→ **Extract to read**:
Catalog of Effects of Kinase Inhibitors May Aid Development of Anti-Cancer Drugs
Researchers at Fox Chase Cancer Center have catalogued the actions of 178 drugs that have the potential of blocking the activity of enzymes that promote growth of cancer cells, according to an article in the November issue of Nature Biotechnology.
The enzymes, called kinases, transmit signals and control complex processes in human cells. Kinases also function as drivers of a variety of forms of cancer, including mesothelioma. A number of studies suggest that kinases are involved in the gradual transformation of normal tissue in the lining of the lung into malignant pleural mesothelioma after exposure to asbestos. It’s unclear whether one or more kinases promotes the growth of mesothelioma.
More effective therapies and treatment options are needed for mesothelioma which is an aggressive cancer and has a low cure rate.
The scientists at Fox Chase Cancer Center in Philadelphia cataloged drugs including FDA-approved drugs, drugs undergoing clinical trial and laboratory compounds that are designed to block the cancer-promoting activity of any of more than 300 kinases. The body has more than 500 kinases that perform a variety of functions and many kinases are multi-taskers.
Drugs known as kinase inhibitors have the potential to be highly effective anti-cancer drugs that impede the cellular processes that cause cancer. Some cancer patients already receive kinase inhibitors as part of their therapy. And many additional kinase inhibitor drugs are under development. But the reactions of the drugs are complex.
Most kinase inhibitors act on more than one kinase. The drugs may disrupt both the growth of cancer and normal bodily processes at the same time, causing serious side effects such as heart problems.
With the cross-indexed catalog that the Fox Chase scientists have complied, researchers will be able to predict the complex reactions of the kinases inhibitors more accurately. That will allow for the development of drugs that block kinases that promote cancer while aiming to avoid side effects.
“These results have pushed the field closer to finding truly specific inhibitors of the processes that drive cancer,” Jeffrey R. Peterson, associate professor in the Cancer Biology Program at Fox Chase and senior author of the study said in a press release. “We now have a collection of kinase inhibitors that are more well-characterized and understood…. The next step is to use this information to identify specific, effective therapies that stop cancer in its tracks while avoiding healthy processes.”
Until the last few years, researchers didn’t have the tools to observe which kinase a drug acted upon. A new assay technology developed by Reaction Biology Corporation, a Pennsylvania-based provider of drug screening and profiling services, was used to catalog the kinase inhibitor effects.
Each year, approximately 2,500 to 3,000 people in the U.S. are diagnosed with mesothelioma. Most mesothelioma patients are older workers, retirees and veterans who were exposed to asbestos in the workplace. The use of asbestos is now restricted, but asbestos was widely use in the workplaces and in the military from the 1940s through the late 1970s.
Symptoms of mesothelioma typically take 20 years to 50 years to develop so a worker or veteran exposed to asbestos in the 1960s or 1970s may only recently have been diagnosed.

→ **What to work on**:
[a] Reproduce the kinase inhibitor article from "The enzymes, called" to "low cure rate.".
[b] In the kinase inhibitor article, which company developed the assay technology used to catalog the effects of the kinase inhibitors?
The listing comes from a different source than the kinase inhibitor article.

→ **Data supplied**:
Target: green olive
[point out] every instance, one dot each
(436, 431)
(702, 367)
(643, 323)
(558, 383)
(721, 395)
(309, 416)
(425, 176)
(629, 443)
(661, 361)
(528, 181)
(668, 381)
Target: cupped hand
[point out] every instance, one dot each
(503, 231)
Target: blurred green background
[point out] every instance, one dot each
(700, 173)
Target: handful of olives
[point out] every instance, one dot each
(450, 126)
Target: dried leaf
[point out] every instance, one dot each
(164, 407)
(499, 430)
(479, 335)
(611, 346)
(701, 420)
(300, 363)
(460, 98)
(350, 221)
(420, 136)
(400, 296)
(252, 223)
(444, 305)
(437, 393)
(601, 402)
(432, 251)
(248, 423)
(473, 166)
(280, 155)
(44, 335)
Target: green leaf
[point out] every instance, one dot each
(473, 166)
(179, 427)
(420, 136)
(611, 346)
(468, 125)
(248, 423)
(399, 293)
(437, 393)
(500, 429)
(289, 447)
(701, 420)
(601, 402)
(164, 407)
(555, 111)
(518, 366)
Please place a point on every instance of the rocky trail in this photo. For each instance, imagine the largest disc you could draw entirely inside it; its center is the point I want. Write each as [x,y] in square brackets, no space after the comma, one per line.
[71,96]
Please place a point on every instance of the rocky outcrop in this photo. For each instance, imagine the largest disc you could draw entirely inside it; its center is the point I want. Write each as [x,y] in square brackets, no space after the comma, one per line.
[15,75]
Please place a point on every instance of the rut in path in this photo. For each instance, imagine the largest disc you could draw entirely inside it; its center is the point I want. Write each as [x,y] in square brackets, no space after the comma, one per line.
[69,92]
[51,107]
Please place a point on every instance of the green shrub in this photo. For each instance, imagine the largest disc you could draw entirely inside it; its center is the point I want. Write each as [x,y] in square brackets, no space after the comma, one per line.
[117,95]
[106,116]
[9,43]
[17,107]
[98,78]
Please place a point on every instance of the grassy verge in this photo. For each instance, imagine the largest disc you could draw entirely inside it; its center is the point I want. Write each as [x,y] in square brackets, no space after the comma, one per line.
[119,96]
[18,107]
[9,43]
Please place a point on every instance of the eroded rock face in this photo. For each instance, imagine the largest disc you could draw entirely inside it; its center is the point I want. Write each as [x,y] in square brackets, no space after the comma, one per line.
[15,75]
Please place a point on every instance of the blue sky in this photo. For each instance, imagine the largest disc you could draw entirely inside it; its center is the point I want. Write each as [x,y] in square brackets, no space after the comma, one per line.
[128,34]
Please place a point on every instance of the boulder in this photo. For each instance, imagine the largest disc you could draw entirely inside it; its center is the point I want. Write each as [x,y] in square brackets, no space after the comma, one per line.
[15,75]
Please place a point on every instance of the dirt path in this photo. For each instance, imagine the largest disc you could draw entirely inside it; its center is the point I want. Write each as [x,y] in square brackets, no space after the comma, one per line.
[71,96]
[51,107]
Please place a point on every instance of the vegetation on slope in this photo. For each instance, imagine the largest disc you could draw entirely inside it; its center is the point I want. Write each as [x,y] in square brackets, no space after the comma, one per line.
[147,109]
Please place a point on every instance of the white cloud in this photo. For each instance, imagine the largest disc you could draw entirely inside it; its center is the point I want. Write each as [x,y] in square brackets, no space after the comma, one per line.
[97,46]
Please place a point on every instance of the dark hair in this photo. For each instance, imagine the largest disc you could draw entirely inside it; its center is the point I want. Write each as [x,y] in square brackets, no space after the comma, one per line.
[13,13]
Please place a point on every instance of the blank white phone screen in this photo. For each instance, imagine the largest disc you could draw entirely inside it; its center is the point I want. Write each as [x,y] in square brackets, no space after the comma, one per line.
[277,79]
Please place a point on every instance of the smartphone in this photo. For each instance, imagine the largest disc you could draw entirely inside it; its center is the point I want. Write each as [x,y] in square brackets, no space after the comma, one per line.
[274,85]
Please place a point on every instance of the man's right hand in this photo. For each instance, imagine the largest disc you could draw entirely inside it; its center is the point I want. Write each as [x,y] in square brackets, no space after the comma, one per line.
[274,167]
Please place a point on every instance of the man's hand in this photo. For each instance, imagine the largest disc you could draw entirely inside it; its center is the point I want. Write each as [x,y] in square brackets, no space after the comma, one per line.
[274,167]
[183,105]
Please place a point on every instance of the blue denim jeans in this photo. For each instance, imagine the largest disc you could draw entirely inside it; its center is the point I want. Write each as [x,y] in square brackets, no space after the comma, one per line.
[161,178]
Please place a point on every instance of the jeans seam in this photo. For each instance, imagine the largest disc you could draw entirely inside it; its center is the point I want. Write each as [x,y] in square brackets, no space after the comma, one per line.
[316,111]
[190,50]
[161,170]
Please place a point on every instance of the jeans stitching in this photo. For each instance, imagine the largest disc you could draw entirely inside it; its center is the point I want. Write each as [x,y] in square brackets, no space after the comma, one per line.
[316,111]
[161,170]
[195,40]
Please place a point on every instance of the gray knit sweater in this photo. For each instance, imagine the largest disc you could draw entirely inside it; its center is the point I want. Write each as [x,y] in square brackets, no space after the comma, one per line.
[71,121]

→ **Written answers**:
[a]
The enzymes, called kinases, transmit signals and control complex processes in human cells. Kinases also function as drivers of a variety of forms of cancer, including mesothelioma. A number of studies suggest that kinases are involved in the gradual transformation of normal tissue in the lining of the lung into malignant pleural mesothelioma after exposure to asbestos. It’s unclear whether one or more kinases promotes the growth of mesothelioma.
More effective therapies and treatment options are needed for mesothelioma which is an aggressive cancer and has a low cure rate.

[b] Reaction Biology Corporation, a Pennsylvania-based provider of drug screening and profiling services.